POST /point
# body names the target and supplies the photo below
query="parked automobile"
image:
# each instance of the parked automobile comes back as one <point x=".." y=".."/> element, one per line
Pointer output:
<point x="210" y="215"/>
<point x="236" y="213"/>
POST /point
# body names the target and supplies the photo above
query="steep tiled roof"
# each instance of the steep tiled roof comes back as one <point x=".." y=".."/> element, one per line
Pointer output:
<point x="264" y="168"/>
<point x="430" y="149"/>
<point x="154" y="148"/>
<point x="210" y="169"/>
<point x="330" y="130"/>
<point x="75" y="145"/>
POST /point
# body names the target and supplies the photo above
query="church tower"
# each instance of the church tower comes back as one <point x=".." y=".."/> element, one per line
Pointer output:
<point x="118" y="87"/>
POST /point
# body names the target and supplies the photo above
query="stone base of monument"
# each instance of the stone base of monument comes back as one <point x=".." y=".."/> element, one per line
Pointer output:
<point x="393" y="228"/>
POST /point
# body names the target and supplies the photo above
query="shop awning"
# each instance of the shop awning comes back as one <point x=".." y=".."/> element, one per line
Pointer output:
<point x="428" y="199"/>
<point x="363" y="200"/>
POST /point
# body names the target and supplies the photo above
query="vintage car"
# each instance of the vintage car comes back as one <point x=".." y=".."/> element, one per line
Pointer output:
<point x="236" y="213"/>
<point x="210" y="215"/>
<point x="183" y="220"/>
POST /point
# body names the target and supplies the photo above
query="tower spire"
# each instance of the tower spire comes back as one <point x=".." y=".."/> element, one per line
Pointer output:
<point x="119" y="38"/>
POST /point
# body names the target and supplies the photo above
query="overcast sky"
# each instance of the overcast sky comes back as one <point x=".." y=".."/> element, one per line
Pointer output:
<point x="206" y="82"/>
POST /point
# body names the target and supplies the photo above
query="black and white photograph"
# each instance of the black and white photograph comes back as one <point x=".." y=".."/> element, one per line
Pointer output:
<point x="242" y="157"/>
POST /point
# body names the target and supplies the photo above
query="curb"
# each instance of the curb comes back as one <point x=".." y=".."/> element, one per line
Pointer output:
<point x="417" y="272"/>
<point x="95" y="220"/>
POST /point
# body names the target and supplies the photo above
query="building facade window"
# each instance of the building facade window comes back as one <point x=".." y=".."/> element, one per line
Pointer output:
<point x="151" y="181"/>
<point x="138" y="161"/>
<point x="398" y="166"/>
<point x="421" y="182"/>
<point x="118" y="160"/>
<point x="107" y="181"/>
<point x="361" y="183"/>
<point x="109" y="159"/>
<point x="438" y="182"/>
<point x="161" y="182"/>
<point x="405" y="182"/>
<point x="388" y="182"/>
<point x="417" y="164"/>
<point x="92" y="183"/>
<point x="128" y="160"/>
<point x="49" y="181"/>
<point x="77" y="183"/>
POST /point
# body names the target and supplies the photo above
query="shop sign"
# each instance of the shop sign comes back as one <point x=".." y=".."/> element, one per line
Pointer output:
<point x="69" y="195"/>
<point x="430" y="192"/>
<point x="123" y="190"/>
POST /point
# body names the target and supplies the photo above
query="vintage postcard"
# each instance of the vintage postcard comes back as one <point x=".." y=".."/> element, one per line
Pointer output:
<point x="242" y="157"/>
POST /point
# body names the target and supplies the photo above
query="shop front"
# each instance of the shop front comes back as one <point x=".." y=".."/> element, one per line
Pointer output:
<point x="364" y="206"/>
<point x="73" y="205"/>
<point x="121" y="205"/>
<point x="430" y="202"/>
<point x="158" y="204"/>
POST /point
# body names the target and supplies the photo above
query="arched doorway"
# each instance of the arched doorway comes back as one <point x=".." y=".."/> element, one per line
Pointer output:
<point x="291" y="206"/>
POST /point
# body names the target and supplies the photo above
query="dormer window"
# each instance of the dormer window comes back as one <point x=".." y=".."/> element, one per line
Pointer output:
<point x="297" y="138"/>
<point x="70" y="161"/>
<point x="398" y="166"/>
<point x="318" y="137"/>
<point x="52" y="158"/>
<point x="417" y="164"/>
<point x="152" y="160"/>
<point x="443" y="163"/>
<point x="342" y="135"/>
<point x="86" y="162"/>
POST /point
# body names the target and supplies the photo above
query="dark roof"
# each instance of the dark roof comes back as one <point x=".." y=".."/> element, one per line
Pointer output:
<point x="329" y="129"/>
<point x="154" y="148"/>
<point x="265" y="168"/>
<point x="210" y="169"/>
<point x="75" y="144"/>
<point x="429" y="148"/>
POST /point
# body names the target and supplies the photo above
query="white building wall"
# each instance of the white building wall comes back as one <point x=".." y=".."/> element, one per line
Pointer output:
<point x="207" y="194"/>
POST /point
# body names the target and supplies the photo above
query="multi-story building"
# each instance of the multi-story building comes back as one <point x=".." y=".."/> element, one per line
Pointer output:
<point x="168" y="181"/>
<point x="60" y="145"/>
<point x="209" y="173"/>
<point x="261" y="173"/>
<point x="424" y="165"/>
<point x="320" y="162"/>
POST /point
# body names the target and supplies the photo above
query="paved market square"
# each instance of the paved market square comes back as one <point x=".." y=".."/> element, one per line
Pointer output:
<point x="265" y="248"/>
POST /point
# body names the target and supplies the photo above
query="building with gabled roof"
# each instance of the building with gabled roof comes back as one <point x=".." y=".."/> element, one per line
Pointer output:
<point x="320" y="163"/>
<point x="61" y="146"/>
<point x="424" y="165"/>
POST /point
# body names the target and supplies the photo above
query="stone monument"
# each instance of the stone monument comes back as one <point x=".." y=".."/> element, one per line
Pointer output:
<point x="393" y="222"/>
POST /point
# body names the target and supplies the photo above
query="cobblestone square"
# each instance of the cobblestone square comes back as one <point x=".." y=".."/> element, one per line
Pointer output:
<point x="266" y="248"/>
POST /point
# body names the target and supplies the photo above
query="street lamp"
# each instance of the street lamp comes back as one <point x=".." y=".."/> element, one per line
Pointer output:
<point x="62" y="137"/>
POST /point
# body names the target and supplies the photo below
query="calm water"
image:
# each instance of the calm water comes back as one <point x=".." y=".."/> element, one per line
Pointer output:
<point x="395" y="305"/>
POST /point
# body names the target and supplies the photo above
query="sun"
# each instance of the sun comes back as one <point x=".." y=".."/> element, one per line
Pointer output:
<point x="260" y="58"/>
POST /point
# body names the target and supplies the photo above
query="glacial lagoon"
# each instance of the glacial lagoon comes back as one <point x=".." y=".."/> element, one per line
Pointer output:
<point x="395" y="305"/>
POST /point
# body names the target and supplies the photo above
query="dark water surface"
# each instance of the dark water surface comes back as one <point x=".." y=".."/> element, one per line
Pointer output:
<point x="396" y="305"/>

◆ ◆ ◆

Copy down the material exactly as written.

- Exercise solution
POST /point
# body names the target and supplies the photo below
query="parked automobile"
image:
# each instance of the parked automobile comes back as one <point x=".." y=".."/> element, one per line
Pointer output:
<point x="210" y="215"/>
<point x="236" y="213"/>
POST /point
# body names the target and supplies the photo above
query="steep tiled roof"
# each instance of the steep tiled roof comes back as one <point x=".." y=".."/> element, one per line
Pointer output:
<point x="264" y="168"/>
<point x="430" y="149"/>
<point x="154" y="148"/>
<point x="210" y="169"/>
<point x="330" y="130"/>
<point x="75" y="145"/>
POST /point
# body names the target and supplies the photo above
query="church tower"
# each instance of the church tower comes back as one <point x=".." y=".."/> element, one per line
Pointer output:
<point x="118" y="87"/>
POST /point
# body names the target and supplies the photo above
query="stone base of monument"
# each instance of the stone base of monument comes back as one <point x=".." y=".."/> element, one per line
Pointer output:
<point x="393" y="228"/>
POST /point
# body names the target and supplies the photo above
query="shop awning"
# each instance of the shop awning comes back as one <point x=".." y=".."/> element, one per line
Pointer output:
<point x="428" y="199"/>
<point x="363" y="200"/>
POST /point
# body names the target and supplies the photo above
query="vintage car"
# each instance of the vintage car comes back as one <point x=".." y=".."/> element, one per line
Pointer output:
<point x="236" y="213"/>
<point x="210" y="215"/>
<point x="183" y="220"/>
POST /point
# body names the target and supplies the photo above
query="tower spire"
# each instance of the tower spire comes back as one <point x=".." y=".."/> element, one per line
Pointer output:
<point x="119" y="38"/>
POST /point
# body names the target and supplies the photo above
query="overcast sky"
# each instance of the overcast sky comes back as one <point x=".." y=".."/> element, one per line
Pointer output:
<point x="206" y="82"/>
POST /point
# body names the target and supplies the photo above
query="black and white photograph"
# each instance of the black and white photograph comes back as one <point x=".." y=".."/> element, one per line
Pointer output:
<point x="242" y="157"/>
POST /point
# body names the target and supplies the photo above
query="curb"
# each instance of the curb comes back as one <point x=".." y=".."/> element, one per line
Pointer output:
<point x="417" y="272"/>
<point x="95" y="220"/>
POST /point
# body names the target and supplies the photo above
query="building facade window"
# each instance of the building facade window comes back as one <point x=".." y=".."/> element, one per line
Pointer output:
<point x="151" y="181"/>
<point x="138" y="161"/>
<point x="398" y="166"/>
<point x="421" y="182"/>
<point x="118" y="160"/>
<point x="107" y="181"/>
<point x="361" y="183"/>
<point x="109" y="159"/>
<point x="438" y="182"/>
<point x="161" y="182"/>
<point x="405" y="182"/>
<point x="388" y="182"/>
<point x="417" y="164"/>
<point x="92" y="183"/>
<point x="128" y="160"/>
<point x="49" y="181"/>
<point x="77" y="183"/>
POST /point
# body names the target and supplies the photo above
query="shop sign"
# each instance of the shop sign comes back as one <point x=".." y=".."/> element, one per line
Pointer output:
<point x="69" y="195"/>
<point x="430" y="192"/>
<point x="123" y="190"/>
POST /point
# body names the target and supplies the photo above
query="vintage postcard"
# each instance of the vintage postcard comes back as one <point x=".." y=".."/> element, one per line
Pointer output:
<point x="242" y="157"/>
POST /point
# body names the target and supplies the photo above
query="shop front"
# each instance of the shop front comes back as one <point x=".." y=".."/> element, one per line
Pointer output:
<point x="364" y="206"/>
<point x="73" y="205"/>
<point x="121" y="205"/>
<point x="430" y="202"/>
<point x="158" y="204"/>
POST /point
# body names the target and supplies the photo above
query="arched doorway"
# each instance of the arched doorway comes back as one <point x=".." y=".."/> element, one per line
Pointer output:
<point x="291" y="206"/>
POST /point
# body names the target and supplies the photo above
query="dormer window"
# each instance of the dormer window comes back as one <point x=".." y=".."/> element, one per line
Pointer output:
<point x="297" y="138"/>
<point x="70" y="161"/>
<point x="398" y="166"/>
<point x="318" y="137"/>
<point x="52" y="158"/>
<point x="417" y="164"/>
<point x="152" y="160"/>
<point x="443" y="163"/>
<point x="342" y="135"/>
<point x="86" y="162"/>
POST /point
# body names the target and supplies the photo above
query="dark roof"
# each instance of the dark roof comes back as one <point x=".." y=".."/> element, one per line
Pointer output:
<point x="329" y="129"/>
<point x="154" y="148"/>
<point x="265" y="168"/>
<point x="210" y="169"/>
<point x="75" y="144"/>
<point x="429" y="148"/>
POST /point
# body names the target and supplies the photo above
query="white building wall"
# each instance of the white building wall comes back as one <point x=".." y=".."/> element, one per line
Pointer output:
<point x="207" y="194"/>
POST /point
# body names the target and supplies the photo above
query="multi-story building"
# each instance of the multi-story building comes back as one <point x=".." y=".."/> element, one per line
Pointer output:
<point x="168" y="181"/>
<point x="60" y="145"/>
<point x="209" y="173"/>
<point x="261" y="173"/>
<point x="424" y="165"/>
<point x="320" y="162"/>
POST /point
# body names the target and supplies the photo above
query="paved market square"
# each instance of the paved market square comes back as one <point x=".." y=".."/> element, one per line
Pointer output:
<point x="265" y="248"/>
POST /point
# body names the target and supplies the photo above
query="building with gabled roof"
# each instance of the building with gabled roof comes back as one <point x=".." y=".."/> element, one per line
Pointer output:
<point x="320" y="163"/>
<point x="61" y="146"/>
<point x="424" y="165"/>
POST /point
# body names the target and supplies the photo above
query="stone monument"
# each instance of the stone monument comes back as one <point x=".." y=".."/> element, one per line
Pointer output:
<point x="393" y="222"/>
POST /point
# body names the target and supplies the photo above
query="cobblestone square"
# each instance of the cobblestone square comes back as one <point x=".." y=".."/> element, one per line
Pointer output:
<point x="266" y="248"/>
POST /point
# body names the target and supplies the photo above
query="street lamp"
# each instance of the street lamp comes back as one <point x=".." y=".."/> element, one per line
Pointer output:
<point x="62" y="137"/>
POST /point
# body names the target and supplies the photo below
query="calm water"
image:
# each instance of the calm water comes back as one <point x=".." y=".."/> element, one per line
Pointer output:
<point x="395" y="305"/>
POST /point
# body names the target and supplies the photo above
query="sun"
# each instance of the sun comes back as one <point x=".." y=".."/> element, one per line
Pointer output:
<point x="260" y="58"/>
POST /point
# body names the target and supplies the photo above
query="glacial lagoon"
# each instance of the glacial lagoon comes back as one <point x=".." y=".."/> element, one per line
Pointer output:
<point x="395" y="305"/>
POST /point
# body names the target and supplies the photo above
query="dark water surface"
# each instance of the dark water surface comes back as one <point x=".." y=".."/> element, one per line
Pointer output:
<point x="396" y="305"/>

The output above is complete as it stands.